■ 練習問題 1
提示文のうち「古訳ガギュルニンマ(ニンマ派」で始まり「唱えることを奨励しています。」で終わる部分を、「祈願文」を「願文」に置き換えて書き直しなさい。

◇ ◇ ◇ ◇

今からご紹介する「パクパ・タシギェーパ」(聖八吉祥頌)という祈願文は、チベットでは大変ポピュラーです。

古訳ガギュルニンマ(ニンマ派)のお寺では、ツォク供養などの法要の際にはこの祈願文からスタートします。よって「般若心経」などのように、イヤでも行者が暗記する経文の1つといえます。

古訳派だけでなく、他の宗派(新訳派)でもこの祈願文は重視されます。
たとえばゲルク派の傑出した仏教博士ゲシェーであるラマ・ゾパ・リンポチェ(1945-2023)も、この祈願文を毎日唱えることを奨励しています。

1日の始まりに唱えてもよし。
就寝前に唱えてもよし。
仕事始めに唱えてもよし。

◇ ◇ ◇ ◇

■ 練習問題 2
下のデータのうち、「the bare shoulder」を含む行から始まり、データの末尾で終わる範囲だけを、依頼の文も含めてもう一度書き出しなさい。その際、解答に示された座標の数値すべてに-44を加えること。

◇ ◇ ◇ ◇

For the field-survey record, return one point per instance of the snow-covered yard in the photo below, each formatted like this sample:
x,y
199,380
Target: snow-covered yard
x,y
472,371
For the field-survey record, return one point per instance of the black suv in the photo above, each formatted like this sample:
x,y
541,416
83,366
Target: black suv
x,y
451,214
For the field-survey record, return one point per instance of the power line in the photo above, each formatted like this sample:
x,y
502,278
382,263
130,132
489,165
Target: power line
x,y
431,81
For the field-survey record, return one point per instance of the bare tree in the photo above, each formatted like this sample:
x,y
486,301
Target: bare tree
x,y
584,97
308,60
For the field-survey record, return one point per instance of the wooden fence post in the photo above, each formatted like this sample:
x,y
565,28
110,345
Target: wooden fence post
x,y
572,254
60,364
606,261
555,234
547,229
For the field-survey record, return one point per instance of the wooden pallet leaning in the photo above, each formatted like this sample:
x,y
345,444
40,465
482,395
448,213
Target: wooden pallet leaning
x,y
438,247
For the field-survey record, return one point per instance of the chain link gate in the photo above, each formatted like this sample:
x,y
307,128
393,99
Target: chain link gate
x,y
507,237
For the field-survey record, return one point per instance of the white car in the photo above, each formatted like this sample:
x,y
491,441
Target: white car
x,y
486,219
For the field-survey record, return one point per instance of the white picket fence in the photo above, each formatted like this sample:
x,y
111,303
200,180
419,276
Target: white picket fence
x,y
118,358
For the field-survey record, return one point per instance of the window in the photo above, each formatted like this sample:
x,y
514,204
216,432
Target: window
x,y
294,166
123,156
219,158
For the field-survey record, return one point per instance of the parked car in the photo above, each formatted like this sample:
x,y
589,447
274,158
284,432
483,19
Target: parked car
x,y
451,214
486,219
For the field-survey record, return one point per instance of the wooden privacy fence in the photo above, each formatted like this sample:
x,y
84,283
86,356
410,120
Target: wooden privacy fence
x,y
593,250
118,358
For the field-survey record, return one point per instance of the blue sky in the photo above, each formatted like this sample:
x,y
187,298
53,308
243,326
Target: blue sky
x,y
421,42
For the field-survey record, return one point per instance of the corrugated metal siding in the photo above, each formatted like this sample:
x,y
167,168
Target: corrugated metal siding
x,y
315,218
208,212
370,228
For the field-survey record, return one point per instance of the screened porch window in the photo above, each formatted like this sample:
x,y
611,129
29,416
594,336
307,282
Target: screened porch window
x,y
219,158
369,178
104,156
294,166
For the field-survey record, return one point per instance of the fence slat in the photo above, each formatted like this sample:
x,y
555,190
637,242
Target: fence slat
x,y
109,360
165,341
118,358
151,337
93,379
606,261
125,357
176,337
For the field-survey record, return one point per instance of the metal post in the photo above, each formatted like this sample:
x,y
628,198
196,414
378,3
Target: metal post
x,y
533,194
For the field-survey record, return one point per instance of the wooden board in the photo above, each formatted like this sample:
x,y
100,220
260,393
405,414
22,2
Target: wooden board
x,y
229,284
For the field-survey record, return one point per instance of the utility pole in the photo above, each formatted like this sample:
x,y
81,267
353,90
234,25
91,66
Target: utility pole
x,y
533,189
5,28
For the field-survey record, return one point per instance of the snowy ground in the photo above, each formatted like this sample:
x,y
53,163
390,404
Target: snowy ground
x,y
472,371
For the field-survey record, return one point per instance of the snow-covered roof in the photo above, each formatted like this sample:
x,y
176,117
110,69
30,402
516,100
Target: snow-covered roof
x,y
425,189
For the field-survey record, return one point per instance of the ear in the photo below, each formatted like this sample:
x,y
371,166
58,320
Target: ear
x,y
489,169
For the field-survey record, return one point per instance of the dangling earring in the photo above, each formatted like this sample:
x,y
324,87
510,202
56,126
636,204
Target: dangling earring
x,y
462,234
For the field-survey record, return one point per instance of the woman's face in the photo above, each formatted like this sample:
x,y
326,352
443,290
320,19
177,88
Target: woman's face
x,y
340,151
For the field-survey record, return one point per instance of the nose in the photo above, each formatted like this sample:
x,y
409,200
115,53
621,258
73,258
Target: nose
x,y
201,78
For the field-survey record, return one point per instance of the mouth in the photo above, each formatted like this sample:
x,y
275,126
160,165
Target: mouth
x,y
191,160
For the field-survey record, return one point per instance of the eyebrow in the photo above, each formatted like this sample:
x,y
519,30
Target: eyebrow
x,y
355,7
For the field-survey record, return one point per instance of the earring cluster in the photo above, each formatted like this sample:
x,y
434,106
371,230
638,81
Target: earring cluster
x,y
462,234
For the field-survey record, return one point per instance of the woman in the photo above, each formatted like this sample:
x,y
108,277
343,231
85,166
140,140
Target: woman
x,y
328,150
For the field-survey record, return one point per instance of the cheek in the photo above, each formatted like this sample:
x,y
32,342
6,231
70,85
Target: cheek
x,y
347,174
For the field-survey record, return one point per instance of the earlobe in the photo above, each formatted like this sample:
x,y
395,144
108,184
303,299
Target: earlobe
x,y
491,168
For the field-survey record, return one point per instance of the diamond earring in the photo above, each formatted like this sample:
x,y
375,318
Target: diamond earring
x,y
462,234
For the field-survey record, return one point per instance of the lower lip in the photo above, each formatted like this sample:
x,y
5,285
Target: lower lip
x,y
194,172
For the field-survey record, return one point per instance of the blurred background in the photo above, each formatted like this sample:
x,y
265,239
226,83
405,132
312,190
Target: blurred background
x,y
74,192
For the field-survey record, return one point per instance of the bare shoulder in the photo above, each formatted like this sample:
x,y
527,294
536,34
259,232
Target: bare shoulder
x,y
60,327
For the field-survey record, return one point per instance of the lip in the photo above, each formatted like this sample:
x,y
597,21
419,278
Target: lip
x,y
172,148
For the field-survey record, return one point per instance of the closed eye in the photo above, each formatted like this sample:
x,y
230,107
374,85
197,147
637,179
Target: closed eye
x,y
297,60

◇ ◇ ◇ ◇

■ 解答 1
古訳ガギュルニンマ(ニンマ派)のお寺では、ツォク供養などの法要の際にはこの願文からスタートします。よって「般若心経」などのように、イヤでも行者が暗記する経文の1つといえます。

古訳派だけでなく、他の宗派(新訳派)でもこの願文は重視されます。
たとえばゲルク派の傑出した仏教博士ゲシェーであるラマ・ゾパ・リンポチェ(1945-2023)も、この願文を毎日唱えることを奨励しています。

■ 解答 2
For the field-survey record, return one point per instance of the bare shoulder in the photo above, each formatted like this sample:
x,y
527,294
536,34
259,232
Target: bare shoulder
x,y
16,283
For the field-survey record, return one point per instance of the lip in the photo above, each formatted like this sample:
x,y
597,21
419,278
Target: lip
x,y
128,104
For the field-survey record, return one point per instance of the closed eye in the photo above, each formatted like this sample:
x,y
230,107
374,85
197,147
637,179
Target: closed eye
x,y
253,16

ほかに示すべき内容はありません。